Labeled-object pointing entries:
++++++++++++++++++++
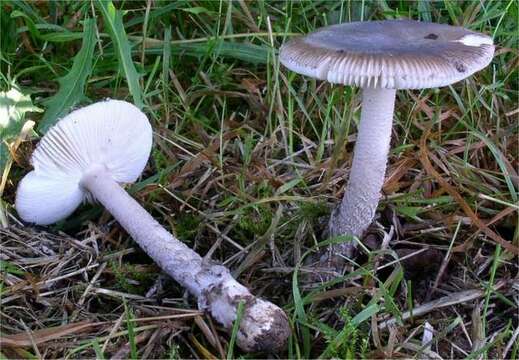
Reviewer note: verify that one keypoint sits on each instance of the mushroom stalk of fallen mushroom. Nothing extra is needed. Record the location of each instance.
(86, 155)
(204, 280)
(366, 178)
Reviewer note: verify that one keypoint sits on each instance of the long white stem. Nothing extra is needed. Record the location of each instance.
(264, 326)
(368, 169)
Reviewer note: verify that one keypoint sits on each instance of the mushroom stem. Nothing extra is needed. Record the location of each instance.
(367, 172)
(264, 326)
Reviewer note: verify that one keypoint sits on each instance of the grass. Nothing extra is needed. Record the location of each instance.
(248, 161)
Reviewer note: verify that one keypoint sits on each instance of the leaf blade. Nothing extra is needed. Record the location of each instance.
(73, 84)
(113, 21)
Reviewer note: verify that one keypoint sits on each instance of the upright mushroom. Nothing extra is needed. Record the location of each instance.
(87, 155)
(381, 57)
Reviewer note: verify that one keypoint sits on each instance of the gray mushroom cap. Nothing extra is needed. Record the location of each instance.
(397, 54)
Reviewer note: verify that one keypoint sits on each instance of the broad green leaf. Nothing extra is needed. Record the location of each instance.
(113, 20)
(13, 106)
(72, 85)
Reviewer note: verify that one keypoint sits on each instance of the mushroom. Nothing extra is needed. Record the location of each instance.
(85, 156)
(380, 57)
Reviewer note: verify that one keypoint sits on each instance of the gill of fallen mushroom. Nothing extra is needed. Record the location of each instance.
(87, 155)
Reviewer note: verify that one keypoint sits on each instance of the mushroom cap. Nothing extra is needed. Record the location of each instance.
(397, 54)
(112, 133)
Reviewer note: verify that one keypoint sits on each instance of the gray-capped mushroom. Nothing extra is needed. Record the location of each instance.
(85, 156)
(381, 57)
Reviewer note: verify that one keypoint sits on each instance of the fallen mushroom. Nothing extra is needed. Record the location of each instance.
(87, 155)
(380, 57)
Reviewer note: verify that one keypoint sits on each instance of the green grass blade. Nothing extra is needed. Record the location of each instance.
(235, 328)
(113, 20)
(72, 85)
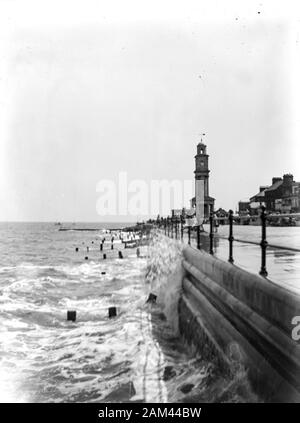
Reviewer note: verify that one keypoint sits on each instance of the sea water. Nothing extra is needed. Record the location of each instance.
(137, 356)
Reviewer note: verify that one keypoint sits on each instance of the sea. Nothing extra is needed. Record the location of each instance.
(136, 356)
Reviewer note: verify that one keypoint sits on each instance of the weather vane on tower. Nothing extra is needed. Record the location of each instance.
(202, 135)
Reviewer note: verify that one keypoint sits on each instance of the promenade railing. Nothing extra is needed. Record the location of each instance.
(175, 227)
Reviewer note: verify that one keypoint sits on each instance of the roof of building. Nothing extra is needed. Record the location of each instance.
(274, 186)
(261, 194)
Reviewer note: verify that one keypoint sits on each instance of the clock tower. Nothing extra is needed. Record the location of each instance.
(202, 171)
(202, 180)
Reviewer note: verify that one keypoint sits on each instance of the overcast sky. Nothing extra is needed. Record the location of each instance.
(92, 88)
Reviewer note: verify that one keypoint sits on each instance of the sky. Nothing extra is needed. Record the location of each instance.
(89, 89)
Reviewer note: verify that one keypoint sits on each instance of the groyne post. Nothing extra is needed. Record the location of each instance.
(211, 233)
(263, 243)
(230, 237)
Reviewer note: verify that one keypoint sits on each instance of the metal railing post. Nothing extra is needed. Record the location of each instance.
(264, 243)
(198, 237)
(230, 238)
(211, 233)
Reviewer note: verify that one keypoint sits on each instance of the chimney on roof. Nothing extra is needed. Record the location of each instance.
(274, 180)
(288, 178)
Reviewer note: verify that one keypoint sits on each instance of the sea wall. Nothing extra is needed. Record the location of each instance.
++++++++++++++++++++
### WHAT YOU SHOULD DO
Without the pictures, restate each entry exactly.

### EXPECTED ANSWER
Reviewer note: verify that one keypoint sits on each instance of the mushroom stalk of fallen mushroom. Nothing extra is needed. Record the location of each instance.
(86, 155)
(204, 280)
(366, 178)
Reviewer note: verify that one keypoint sits on each instance of the long white stem. Nothing extra is needed. Record the location of each instance.
(264, 326)
(368, 169)
Reviewer note: verify that one keypoint sits on each instance of the mushroom stem. Nothing extra is needed. Record the location of each instance.
(367, 172)
(264, 326)
Reviewer note: verify that one keypoint sits on each instance of the grass. Nothing extra is needed. Record the location of each instance.
(248, 161)
Reviewer note: verify that one keypoint sits on each instance of the leaf blade. Nothing extra is needed. Record the location of each instance.
(73, 84)
(113, 21)
Reviewer note: verify that one keypoint sits on each instance of the upright mushroom. Nothing extra is needed. Record the location of each instance.
(87, 155)
(381, 57)
Reviewer note: verify that one keypoint sits on each instance of the gray mushroom cap. Nothing extra is needed. Record the location of each instance.
(397, 54)
Reviewer note: verify that one keypoint sits on each instance of the broad green leaf. Nothing extra is needed. Record the location of each instance.
(113, 20)
(13, 106)
(72, 85)
Reviewer note: verify that one keypoint sits on each instance of the mushroom. Nothing extra is needed. Record the location of each instance.
(85, 156)
(380, 57)
Reviewer note: verify that one keypoint sits on each instance of the gill of fallen mushroom. Nothing extra is needed. Record the location of each instance.
(87, 155)
Reviewer note: verify that one keypoint sits on each instance of the mushroom cap. Nothing extra is needed. Record the location of each instance.
(397, 54)
(112, 133)
Reviewer note: verify that one keypoint sits on each instance of the gray-capped mushroom. Nothing extra is needed. Record the location of each instance.
(85, 156)
(381, 57)
Reviewer note: verify that one keypoint sits on each instance of the fallen mushroom. Nothing extra is needed. Record the location of each instance.
(87, 155)
(380, 57)
Reviewer note: verify that one keypoint sits on each instance of the green grass blade. Nothing extra is needed. Record the location of each instance.
(235, 328)
(113, 20)
(72, 85)
Reviewer note: verify that one keypoint sits on each instance of the sea water. Nothing extra is needed. Record the location of each instance.
(137, 356)
Reviewer note: verify that one keypoint sits on each instance of the sea. Nothing extra is needed. Record the location of each instance.
(136, 356)
Reviewer note: verify that one keypoint sits on each instance of the weather vane on tower. Nothing extra is needed. Record the location of each instance.
(202, 135)
Reviewer note: verify that one keypoint sits on each instance of the promenade railing. Nothing extra is needed. Record the location of each instance.
(175, 227)
Reviewer note: verify that one keypoint sits on each instance of the roof of building. Nothing extra is needed. Record the location of each instance.
(274, 186)
(261, 194)
Reviewer note: verify that one keypoint sits on each instance of the clock tower. Nothing extra is needed. Record the location of each instance.
(202, 171)
(202, 180)
Reviewer note: verify that one keypoint sits on each instance of the overcast sky. Nothing extra is needed. Record the location of each instance.
(92, 88)
Reviewer note: verify that one keypoint sits on each instance of the sky. Nothing extra is needed. Record the location of each instance.
(89, 89)
Reviewer note: verify that one keypoint sits on each instance of the groyne post. Nothing extra is needed. Record the location of each instance.
(211, 233)
(263, 243)
(230, 237)
Reviewer note: verify that one keypoint sits on each instance of the metal railing post. Nothing extra is needed. Record the location of each instance.
(264, 243)
(198, 237)
(230, 238)
(211, 233)
Reviewer note: verify that one keypoint sits on each instance of the chimney on roof. Nothing extra is needed. Record the location of each instance.
(274, 180)
(288, 178)
Reviewer note: verify that one keypoint sits on each instance of the sea wall. Nothing extra is needed. Record the location of each instance.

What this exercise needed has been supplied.